# Required task
Without the pictures, write out all the lines below exactly as they appear.

# Exercise material
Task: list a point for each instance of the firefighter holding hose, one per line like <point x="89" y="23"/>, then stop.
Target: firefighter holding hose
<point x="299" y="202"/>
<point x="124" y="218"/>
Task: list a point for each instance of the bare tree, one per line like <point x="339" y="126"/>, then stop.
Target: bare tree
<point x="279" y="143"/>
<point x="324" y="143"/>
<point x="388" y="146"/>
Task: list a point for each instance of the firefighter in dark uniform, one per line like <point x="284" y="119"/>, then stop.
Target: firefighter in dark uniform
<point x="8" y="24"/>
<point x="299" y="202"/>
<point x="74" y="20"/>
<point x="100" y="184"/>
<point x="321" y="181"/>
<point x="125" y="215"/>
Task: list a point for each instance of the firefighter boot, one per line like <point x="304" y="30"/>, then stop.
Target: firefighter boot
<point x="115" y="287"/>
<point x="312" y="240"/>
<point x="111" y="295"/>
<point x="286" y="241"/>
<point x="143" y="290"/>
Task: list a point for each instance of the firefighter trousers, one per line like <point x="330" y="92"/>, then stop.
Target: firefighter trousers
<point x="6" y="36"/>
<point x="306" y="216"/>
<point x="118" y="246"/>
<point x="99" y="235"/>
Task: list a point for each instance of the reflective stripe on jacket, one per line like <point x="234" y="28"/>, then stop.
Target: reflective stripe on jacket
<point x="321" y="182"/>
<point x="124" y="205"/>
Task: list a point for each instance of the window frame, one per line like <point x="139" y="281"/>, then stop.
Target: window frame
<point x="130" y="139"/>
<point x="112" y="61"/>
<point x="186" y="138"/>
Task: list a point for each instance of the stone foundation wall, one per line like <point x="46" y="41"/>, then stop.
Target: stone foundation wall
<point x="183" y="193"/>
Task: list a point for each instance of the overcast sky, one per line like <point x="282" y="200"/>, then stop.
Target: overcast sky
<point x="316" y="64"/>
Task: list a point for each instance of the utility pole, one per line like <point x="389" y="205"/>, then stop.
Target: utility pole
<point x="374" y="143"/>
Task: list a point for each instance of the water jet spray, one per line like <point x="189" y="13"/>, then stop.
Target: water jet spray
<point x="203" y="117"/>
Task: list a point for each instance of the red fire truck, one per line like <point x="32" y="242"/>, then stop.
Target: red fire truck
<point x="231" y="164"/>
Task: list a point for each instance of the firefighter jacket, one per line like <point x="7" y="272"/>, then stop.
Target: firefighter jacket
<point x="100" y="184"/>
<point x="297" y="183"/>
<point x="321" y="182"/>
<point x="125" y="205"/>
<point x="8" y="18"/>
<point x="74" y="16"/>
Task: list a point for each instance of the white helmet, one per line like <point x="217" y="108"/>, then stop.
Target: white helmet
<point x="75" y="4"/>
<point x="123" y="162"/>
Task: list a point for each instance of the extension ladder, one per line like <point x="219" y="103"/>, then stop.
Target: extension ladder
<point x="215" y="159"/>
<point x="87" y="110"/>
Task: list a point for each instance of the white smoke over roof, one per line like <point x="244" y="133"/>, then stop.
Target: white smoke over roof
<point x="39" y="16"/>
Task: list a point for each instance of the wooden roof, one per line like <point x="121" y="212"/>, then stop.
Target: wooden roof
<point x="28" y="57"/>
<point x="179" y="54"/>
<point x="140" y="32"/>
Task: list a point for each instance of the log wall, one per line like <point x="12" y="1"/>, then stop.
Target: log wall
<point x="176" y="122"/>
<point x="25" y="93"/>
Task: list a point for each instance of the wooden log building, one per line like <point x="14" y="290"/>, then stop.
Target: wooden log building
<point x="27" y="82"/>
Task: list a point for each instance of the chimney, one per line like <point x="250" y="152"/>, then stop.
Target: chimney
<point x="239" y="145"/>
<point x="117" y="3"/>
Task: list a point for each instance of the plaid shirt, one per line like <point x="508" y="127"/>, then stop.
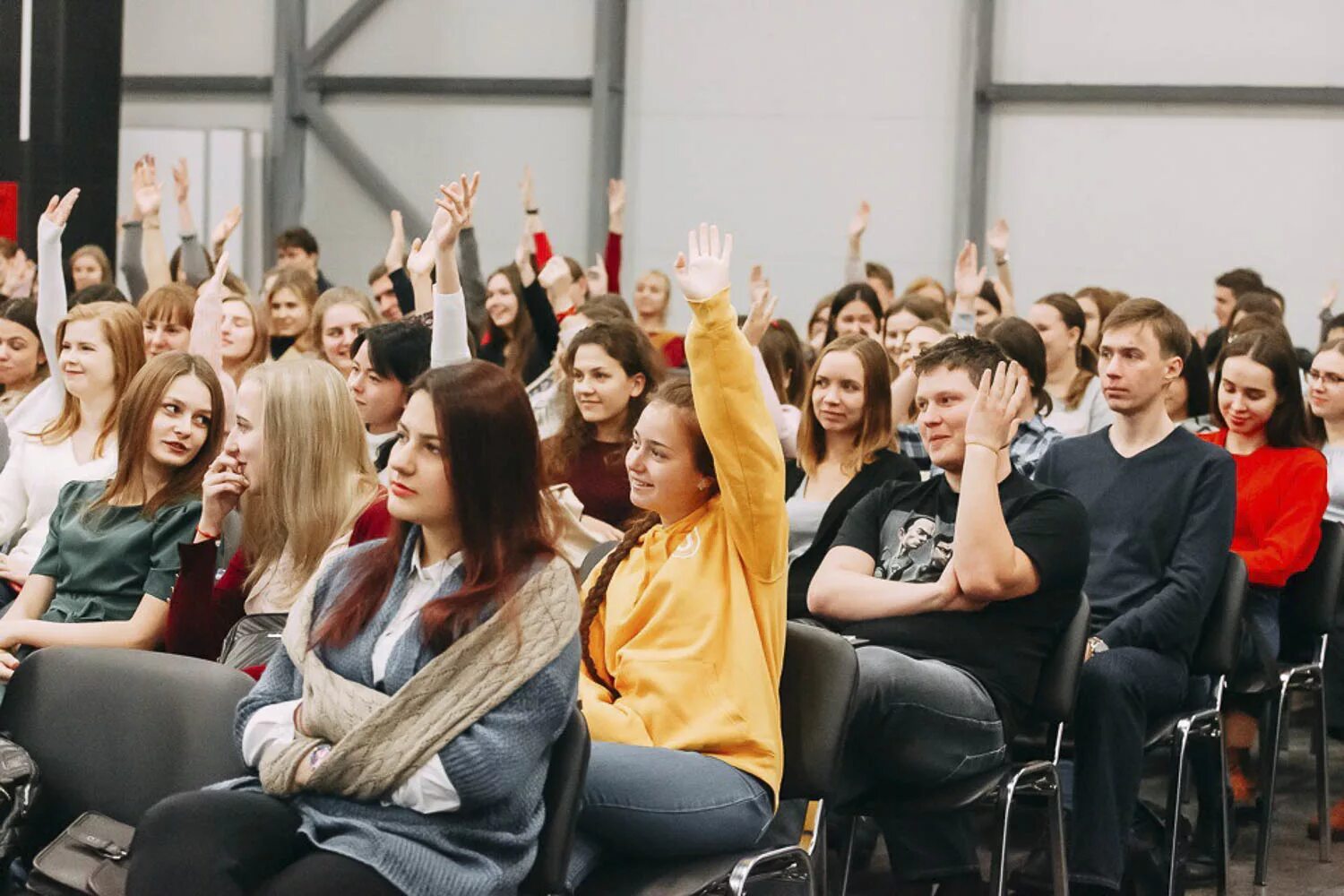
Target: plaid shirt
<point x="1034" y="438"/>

# Exercise answer
Task: list a point for each instance of the firefighter holding hose, one per line like <point x="89" y="23"/>, then stop.
Target: firefighter holding hose
<point x="299" y="202"/>
<point x="124" y="218"/>
Task: list a point for each instance of the bare tree, one per line like <point x="339" y="126"/>, then stop.
Target: bare tree
<point x="279" y="143"/>
<point x="324" y="143"/>
<point x="388" y="146"/>
Task: list a point for each instance of the firefighter in dark uniform, one per line like <point x="284" y="119"/>, then stop.
Target: firefighter in dark uniform
<point x="8" y="24"/>
<point x="299" y="202"/>
<point x="74" y="20"/>
<point x="100" y="184"/>
<point x="321" y="181"/>
<point x="125" y="215"/>
Task: list a point for each instance of the firefighter boot, one per line like <point x="304" y="30"/>, then stop.
Target: firefighter boot
<point x="115" y="287"/>
<point x="312" y="240"/>
<point x="111" y="295"/>
<point x="286" y="241"/>
<point x="143" y="290"/>
Task: list a point for each instance of the firefighter trousers, one per line like <point x="330" y="92"/>, then stop.
Target: firefighter trousers
<point x="6" y="36"/>
<point x="306" y="216"/>
<point x="118" y="246"/>
<point x="99" y="235"/>
Task: list a point for each instance of the reflective stripe on jacket, one per line like <point x="234" y="28"/>, then stop.
Target: reflective stripe on jacket
<point x="321" y="182"/>
<point x="124" y="205"/>
Task: list a point for each instance of the window frame, one per line like <point x="139" y="281"/>, then stop.
Target: window frame
<point x="130" y="139"/>
<point x="112" y="61"/>
<point x="186" y="138"/>
Task: list a point for each instance of the stone foundation wall, one per line like <point x="46" y="41"/>, then stop.
Target: stone foundation wall
<point x="183" y="193"/>
Task: list a point for each instance of the overcast sky, one per line like <point x="282" y="200"/>, then stop.
Target: overcast sky
<point x="316" y="64"/>
Task: list a point for each instance of the utility pole, one per line like <point x="389" y="205"/>, then stop.
Target: utility pole
<point x="374" y="143"/>
Task: list a point for each instance of the water jet spray, one per line like <point x="189" y="13"/>, then stop.
Target: water jet spray
<point x="203" y="117"/>
Task: list a point for each instance of the red fire truck, one per line like <point x="32" y="242"/>, then stop.
Target: red fire truck
<point x="231" y="164"/>
Task: list a point for each instance of the firefighter jacket, one per line like <point x="7" y="272"/>, then stop.
Target: firefighter jacket
<point x="100" y="184"/>
<point x="297" y="183"/>
<point x="321" y="182"/>
<point x="125" y="205"/>
<point x="8" y="18"/>
<point x="74" y="16"/>
Task: list a point for each instance of the white helmet, one per line like <point x="217" y="108"/>, then stop.
Target: white helmet
<point x="75" y="4"/>
<point x="123" y="162"/>
Task: list a point for each instance of the extension ladder, one per line like <point x="219" y="103"/>, then stop.
Target: extension ladder
<point x="215" y="159"/>
<point x="87" y="110"/>
Task: list a point for each instance of the white smoke over roof, one per line like <point x="244" y="133"/>, then stop.
Target: white smoke over roof
<point x="39" y="16"/>
Task: list a point for each instance of the wooden roof, one per line like <point x="121" y="212"/>, then stop.
Target: wooden roof
<point x="28" y="57"/>
<point x="179" y="54"/>
<point x="140" y="32"/>
Task: list a point for each instance of the log wall, one per line like <point x="12" y="1"/>, then stop.
Target: log wall
<point x="176" y="122"/>
<point x="25" y="93"/>
Task: list a point for each instance of the wooden log building, one per line like <point x="14" y="290"/>, then stop.
Target: wooden log building
<point x="27" y="82"/>
Task: list a point for each instance of the chimney, one per line like <point x="250" y="152"/>, then stop.
Target: chimney
<point x="239" y="145"/>
<point x="117" y="3"/>
Task: list a point for each instance of the plaid shirt, one per line like <point x="508" y="127"/>, then stop.
Target: plaid shirt
<point x="1034" y="438"/>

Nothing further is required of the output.